Write out the entries below once more, exactly, with the pictures left out.

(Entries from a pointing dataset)
>> BEGIN

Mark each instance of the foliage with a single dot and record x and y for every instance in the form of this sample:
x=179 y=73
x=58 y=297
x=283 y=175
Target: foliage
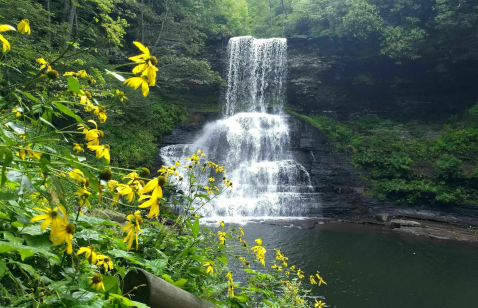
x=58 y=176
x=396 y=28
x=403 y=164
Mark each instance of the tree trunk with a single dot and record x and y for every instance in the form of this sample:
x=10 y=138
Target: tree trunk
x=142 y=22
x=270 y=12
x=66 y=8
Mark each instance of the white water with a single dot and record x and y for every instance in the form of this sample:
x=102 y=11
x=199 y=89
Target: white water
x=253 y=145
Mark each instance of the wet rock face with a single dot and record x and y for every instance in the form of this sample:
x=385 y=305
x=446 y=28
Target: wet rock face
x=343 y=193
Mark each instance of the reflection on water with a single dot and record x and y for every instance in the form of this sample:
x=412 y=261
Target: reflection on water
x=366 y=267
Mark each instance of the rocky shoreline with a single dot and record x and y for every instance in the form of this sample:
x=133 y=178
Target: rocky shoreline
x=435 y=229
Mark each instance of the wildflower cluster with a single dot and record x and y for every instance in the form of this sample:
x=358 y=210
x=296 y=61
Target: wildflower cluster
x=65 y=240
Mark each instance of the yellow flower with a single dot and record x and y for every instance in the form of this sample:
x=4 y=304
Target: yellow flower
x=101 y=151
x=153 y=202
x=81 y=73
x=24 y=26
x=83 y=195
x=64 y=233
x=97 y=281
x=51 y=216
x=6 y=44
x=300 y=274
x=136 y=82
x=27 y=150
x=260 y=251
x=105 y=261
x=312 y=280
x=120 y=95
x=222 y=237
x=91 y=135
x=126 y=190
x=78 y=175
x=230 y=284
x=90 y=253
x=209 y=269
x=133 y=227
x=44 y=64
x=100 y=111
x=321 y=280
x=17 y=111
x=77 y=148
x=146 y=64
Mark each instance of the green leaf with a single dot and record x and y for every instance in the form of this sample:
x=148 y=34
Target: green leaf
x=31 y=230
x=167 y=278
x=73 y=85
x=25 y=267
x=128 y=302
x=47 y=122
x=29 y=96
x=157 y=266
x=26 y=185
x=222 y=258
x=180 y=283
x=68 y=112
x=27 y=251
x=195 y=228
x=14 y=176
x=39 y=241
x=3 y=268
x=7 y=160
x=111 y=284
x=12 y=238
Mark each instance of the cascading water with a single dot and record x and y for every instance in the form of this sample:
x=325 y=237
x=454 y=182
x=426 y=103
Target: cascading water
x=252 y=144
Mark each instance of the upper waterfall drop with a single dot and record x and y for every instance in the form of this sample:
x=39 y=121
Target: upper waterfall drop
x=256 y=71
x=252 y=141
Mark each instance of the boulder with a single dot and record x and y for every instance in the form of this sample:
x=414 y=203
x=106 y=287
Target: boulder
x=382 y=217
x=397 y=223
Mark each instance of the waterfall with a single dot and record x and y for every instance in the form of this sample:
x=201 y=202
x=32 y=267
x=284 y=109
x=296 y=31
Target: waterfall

>> END

Written response -
Mark each instance of the foliage with a single dot and record x and y for every instance in the form of this sample:
x=179 y=73
x=58 y=297
x=283 y=175
Target: foliage
x=58 y=176
x=396 y=28
x=403 y=164
Mark each instance of the tree trunk with a single dot and record x and y for every instance in the form of this sample:
x=10 y=138
Target: tree trunk
x=142 y=22
x=270 y=12
x=66 y=8
Mark each instance of the white water with a single dot and record x and y for every instance in the form of this sample:
x=102 y=11
x=199 y=89
Target: white water
x=253 y=145
Mark each instance of the wet rock face with a single dot and record x and y for every instance in the form of this sample:
x=385 y=305
x=446 y=28
Target: wet rock face
x=343 y=193
Mark each instance of the reflection on water with a single dot and record x and y for every instance in the form of this sample:
x=412 y=261
Target: reflection on water
x=366 y=267
Mark each instance of the rocky shoreline with a single dot and record x and y for every instance in the form of this sample:
x=133 y=178
Target: rocky shoreline
x=435 y=229
Mark each instance of the wildflower cluster with a single dot and record x and y for every instance in the form of this sample:
x=358 y=210
x=296 y=61
Target: wildflower cluster
x=65 y=240
Mark each instance of the yellow flower with a single dot and record x and y for every instance in the form of this sample:
x=4 y=304
Target: yellow flower
x=101 y=151
x=153 y=202
x=81 y=73
x=24 y=26
x=83 y=195
x=64 y=233
x=97 y=281
x=51 y=216
x=6 y=44
x=300 y=274
x=136 y=82
x=27 y=150
x=260 y=251
x=105 y=261
x=312 y=280
x=120 y=95
x=222 y=237
x=91 y=135
x=126 y=190
x=78 y=175
x=230 y=284
x=90 y=253
x=209 y=269
x=133 y=227
x=44 y=64
x=100 y=111
x=321 y=280
x=17 y=111
x=77 y=148
x=146 y=64
Mark each instance of the green leaf with a single dot and record x and y for every instance in the form of this sample:
x=148 y=34
Target: green leaf
x=31 y=230
x=167 y=278
x=73 y=85
x=25 y=267
x=128 y=302
x=47 y=122
x=29 y=96
x=157 y=266
x=26 y=185
x=222 y=258
x=180 y=283
x=68 y=112
x=27 y=251
x=195 y=228
x=14 y=176
x=39 y=241
x=3 y=268
x=7 y=160
x=111 y=284
x=12 y=238
Mark each instance of the cascading water with a single dot and record x and y for every instance in the form of this sample:
x=325 y=237
x=454 y=182
x=426 y=103
Target: cascading water
x=252 y=144
Mark each instance of the upper waterfall drop with a single dot and record x and y for every instance in the form of this sample:
x=39 y=121
Target: upper waterfall drop
x=256 y=71
x=252 y=141
Mark each instance of the boulder with a single dot and record x and y for every instance in the form of this sample:
x=414 y=203
x=106 y=287
Target: boulder
x=382 y=217
x=397 y=223
Mark each instance of the waterfall with a single dot and record x and y for every instance in the form of this sample:
x=201 y=202
x=32 y=267
x=284 y=109
x=296 y=31
Target: waterfall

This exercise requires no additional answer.